**WHAT THIS TASK INVOLVES:** According to the diary excerpt below, in what year did the writer's wife receive U.S. citizenship?

START PASSAGE PROVIDED

A Transatlantic Diary 1961 - 1989

Klaus Lanzinger


Wednesday, November 21, 1979

Sworn In as U.S. Citizen

Today, the day before Thanksgiving, I was sworn in as new American citizen by a federal judge. My labor of love of many years for America has not been lost, for since my year of studies at Bowdoin College in 1950-51 America has not let loose of me. The ceremony took place in a school here in South Bend, where the applicants for citizenship had assembled in the auditorium. After the oath on the U.S. constitution had been taken, the citizenship papers were solemnly presented to each new citizen.

Addendum

[As my wife was not in the service of the University but a private person while I directed the Notre Dame foreign study program in Innsbruck 1976-78, her two years abroad did not count for the residence requirement. She, therefore, could receive U.S. citizenship only two years later in 1982. Our son Franz received his U.S. citizenship in California. The one academic year 1976-77 our daughter Christine had spent as a student at the University of Notre Dame with us in Innsbruck was recognized for fulfilling the residence requirement. She was sworn in as U.S. citizen with me in November 1979. Thus, over a period of several years, our family has made the transition from Austrian to American citizenship.]

November 25, 1979

What has changed?

By becoming an American citizen, not much has changed for the moment, except that one is no longer dependent on the immigration authorities or has to worry whether a visa can be granted or extended by a consulate.

[The hardest part for my wife and myself was to turn in our Austrian passports at the Austrian Consulate General in Chicago. There was the awareness that our relationship to the Republic of Austria has unequivocally changed, although our love for our old home country has not been diminished.]

A Permanent Occurrence

The naturalization of new immigrants is a permanently continuing occurrence of American democracy. Every year hundreds of thousands of immigrants from all parts of the world are sworn in as new U.S. citizens. The five year residence requirement has contributed a great deal to the cohesion of the American state and society. This way, millions of people who had come to this country were not regarded as foreign workers but encouraged to become citizens. After the relatively short period of time of only five years, immigrants became citizens. As such they formed an integral part of American society and as voters could participate in the political process. This may in part explain how the ethnic diversity of America has been absorbed into a unified body politic.

South Bend, [End of November], 1979

The Hostage Crisis in Tehran

For many weeks, America has been under the spell of the hostage crisis in Tehran. Iranian revolutionaries raided the U.S. Embassy and have been holding its personnel - ­about 60 persons - hostage. They demand the extradition of the Shah who is being treated as a cancer patient in a clinic in New York. America appears to be rather helpless in this situation. Violent clashes between American and Iranian students have already occurred. The vexation among the American public is increasing. How long will President Carter be able to look on? The Security Council of the United Nations passed a unanimous resolution that Iran has to release the hostages immediately.

END PASSAGE PROVIDED
START SUPPLIED RECORDS

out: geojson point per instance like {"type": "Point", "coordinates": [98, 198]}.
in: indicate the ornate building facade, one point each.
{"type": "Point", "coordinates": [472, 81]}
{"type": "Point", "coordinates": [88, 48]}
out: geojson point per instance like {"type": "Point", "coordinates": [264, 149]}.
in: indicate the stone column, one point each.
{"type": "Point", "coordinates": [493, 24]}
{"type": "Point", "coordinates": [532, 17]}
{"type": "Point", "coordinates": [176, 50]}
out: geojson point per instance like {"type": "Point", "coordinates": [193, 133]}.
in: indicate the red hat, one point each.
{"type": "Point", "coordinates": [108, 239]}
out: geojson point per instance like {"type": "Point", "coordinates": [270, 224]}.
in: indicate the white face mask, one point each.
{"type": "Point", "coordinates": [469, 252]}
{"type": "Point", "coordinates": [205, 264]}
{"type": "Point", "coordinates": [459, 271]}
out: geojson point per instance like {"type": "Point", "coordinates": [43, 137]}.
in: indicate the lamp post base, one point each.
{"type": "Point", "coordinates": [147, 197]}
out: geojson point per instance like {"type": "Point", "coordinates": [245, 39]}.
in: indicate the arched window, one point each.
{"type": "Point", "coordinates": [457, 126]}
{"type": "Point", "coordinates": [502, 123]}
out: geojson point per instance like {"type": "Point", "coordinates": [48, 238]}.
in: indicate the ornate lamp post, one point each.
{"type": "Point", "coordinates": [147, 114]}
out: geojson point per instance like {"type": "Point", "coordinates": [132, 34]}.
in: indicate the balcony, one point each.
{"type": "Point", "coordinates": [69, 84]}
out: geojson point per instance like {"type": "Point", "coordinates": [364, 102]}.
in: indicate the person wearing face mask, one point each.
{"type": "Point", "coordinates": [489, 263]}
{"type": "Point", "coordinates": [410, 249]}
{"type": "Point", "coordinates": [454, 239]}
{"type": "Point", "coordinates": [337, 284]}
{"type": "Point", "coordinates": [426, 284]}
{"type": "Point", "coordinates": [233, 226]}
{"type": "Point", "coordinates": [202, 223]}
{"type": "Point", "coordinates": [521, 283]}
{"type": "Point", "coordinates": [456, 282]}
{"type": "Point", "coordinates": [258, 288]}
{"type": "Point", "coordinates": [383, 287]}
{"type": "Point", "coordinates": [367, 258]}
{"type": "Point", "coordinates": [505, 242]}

END SUPPLIED RECORDS

**WRITTEN RESPONSE:** 1982